- WHAT IS REQUIRED -
Pull out each line of the records below that contains the word "nose" and list those lines in their original order.

- DATA FOR PROCESSING -
────────────────────

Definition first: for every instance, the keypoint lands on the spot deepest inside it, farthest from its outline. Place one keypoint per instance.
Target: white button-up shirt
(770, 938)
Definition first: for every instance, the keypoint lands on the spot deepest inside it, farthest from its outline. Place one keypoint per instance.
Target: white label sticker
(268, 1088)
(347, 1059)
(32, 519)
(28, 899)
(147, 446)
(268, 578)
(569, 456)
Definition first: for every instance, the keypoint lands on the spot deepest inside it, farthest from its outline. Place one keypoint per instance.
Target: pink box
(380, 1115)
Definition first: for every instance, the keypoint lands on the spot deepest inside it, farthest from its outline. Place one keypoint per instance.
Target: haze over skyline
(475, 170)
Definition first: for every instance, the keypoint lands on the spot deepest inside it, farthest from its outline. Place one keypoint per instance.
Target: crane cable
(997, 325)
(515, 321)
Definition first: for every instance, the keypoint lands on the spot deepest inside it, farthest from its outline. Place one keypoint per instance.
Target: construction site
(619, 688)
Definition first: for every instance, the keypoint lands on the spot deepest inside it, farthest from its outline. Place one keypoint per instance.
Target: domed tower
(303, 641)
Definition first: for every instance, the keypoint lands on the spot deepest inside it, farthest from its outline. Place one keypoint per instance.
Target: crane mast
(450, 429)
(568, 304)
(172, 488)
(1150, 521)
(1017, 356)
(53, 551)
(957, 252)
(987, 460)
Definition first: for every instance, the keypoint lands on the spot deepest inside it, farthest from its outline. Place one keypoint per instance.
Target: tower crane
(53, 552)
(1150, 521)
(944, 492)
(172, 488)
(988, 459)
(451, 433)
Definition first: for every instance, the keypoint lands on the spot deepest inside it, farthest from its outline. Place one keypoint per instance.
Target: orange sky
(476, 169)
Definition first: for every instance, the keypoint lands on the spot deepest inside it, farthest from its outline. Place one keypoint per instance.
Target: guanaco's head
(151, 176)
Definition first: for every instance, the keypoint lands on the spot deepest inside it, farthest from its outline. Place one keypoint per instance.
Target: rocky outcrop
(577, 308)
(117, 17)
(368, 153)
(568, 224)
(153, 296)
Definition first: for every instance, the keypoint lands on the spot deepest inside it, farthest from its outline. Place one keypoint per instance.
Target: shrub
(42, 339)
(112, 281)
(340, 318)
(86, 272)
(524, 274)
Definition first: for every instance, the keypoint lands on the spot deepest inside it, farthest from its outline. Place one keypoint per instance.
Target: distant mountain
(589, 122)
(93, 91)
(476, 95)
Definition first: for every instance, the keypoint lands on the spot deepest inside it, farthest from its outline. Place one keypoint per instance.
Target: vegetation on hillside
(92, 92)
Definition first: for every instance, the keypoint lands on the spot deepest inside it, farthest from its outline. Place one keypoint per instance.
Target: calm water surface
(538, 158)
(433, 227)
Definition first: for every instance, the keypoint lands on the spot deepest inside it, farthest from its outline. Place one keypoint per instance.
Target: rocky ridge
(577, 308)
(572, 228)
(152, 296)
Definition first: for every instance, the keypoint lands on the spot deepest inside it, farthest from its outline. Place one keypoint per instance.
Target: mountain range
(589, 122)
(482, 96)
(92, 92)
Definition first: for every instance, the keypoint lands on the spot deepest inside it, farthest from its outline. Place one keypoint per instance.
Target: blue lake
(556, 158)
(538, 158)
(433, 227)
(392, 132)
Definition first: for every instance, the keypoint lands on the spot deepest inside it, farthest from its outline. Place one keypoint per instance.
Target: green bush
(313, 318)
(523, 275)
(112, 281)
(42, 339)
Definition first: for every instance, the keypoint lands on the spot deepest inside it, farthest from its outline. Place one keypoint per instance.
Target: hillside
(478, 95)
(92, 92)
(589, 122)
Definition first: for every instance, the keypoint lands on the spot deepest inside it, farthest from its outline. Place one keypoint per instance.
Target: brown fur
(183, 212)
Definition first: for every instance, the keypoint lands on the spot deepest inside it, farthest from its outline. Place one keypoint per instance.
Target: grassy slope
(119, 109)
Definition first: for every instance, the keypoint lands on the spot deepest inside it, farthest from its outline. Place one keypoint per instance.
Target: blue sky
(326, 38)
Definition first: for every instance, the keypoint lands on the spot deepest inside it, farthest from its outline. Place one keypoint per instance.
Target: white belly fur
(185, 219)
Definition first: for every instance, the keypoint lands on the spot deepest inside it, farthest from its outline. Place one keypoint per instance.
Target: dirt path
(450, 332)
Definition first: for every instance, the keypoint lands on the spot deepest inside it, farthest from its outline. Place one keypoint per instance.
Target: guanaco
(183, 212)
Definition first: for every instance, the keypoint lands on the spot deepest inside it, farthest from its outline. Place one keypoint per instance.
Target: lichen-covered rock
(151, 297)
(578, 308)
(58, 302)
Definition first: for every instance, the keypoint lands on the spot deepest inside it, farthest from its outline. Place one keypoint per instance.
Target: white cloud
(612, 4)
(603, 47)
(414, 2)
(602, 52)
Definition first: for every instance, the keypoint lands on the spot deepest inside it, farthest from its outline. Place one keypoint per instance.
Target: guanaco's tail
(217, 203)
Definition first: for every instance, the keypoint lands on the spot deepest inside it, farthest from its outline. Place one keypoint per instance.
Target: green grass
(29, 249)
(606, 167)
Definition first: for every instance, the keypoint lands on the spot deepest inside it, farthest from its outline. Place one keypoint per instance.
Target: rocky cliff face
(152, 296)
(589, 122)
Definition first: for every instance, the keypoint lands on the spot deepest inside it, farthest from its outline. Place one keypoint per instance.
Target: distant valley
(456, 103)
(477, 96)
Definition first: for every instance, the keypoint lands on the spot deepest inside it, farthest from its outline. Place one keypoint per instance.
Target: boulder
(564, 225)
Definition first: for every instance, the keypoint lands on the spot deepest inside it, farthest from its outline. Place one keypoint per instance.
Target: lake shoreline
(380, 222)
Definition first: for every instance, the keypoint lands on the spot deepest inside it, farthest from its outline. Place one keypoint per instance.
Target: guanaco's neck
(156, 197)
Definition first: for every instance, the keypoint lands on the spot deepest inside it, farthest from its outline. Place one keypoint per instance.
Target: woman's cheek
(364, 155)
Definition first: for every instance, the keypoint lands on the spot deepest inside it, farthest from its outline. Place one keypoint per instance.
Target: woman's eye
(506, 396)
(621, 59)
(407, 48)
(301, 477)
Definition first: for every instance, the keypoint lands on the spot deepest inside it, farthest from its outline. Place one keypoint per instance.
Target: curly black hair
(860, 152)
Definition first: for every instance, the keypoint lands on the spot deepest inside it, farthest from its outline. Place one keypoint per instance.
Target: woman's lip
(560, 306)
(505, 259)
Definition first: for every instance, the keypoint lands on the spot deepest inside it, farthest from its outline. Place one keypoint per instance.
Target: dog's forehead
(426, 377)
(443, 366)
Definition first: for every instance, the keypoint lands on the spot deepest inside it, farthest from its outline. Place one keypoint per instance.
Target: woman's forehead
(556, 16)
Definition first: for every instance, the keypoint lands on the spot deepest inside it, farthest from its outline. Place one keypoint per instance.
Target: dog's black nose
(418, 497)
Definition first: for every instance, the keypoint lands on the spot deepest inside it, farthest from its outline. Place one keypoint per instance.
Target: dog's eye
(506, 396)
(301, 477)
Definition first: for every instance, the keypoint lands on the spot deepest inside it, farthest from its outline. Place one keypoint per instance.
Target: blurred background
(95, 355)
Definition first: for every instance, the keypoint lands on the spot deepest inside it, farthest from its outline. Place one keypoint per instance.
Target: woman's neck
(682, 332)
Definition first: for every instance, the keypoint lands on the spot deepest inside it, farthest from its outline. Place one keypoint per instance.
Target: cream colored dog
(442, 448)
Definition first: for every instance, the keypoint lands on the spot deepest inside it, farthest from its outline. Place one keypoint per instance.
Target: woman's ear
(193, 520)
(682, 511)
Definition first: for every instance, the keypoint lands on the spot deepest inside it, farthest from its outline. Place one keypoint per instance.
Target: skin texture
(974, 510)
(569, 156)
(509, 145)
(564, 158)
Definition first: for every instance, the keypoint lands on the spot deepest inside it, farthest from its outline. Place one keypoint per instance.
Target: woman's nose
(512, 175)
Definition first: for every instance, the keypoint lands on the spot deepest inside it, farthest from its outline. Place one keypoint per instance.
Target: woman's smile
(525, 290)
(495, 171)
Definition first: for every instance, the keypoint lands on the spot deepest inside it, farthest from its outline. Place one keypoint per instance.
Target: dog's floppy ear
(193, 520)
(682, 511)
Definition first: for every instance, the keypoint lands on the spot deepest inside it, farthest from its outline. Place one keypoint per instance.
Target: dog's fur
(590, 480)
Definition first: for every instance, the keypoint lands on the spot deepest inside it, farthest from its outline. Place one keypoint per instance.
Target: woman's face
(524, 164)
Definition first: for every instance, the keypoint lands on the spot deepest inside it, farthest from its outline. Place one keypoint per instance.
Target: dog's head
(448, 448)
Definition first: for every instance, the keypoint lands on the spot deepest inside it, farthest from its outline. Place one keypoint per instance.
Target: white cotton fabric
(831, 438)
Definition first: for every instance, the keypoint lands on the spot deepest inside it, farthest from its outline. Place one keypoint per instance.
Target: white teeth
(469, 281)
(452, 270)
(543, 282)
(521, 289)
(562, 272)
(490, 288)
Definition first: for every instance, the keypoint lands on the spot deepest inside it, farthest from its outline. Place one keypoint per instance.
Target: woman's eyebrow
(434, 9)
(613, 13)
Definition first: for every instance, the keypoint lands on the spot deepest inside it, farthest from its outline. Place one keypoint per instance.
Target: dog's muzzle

────────────────────

- OUTPUT BELOW -
Target: dog's black nose
Target: woman's nose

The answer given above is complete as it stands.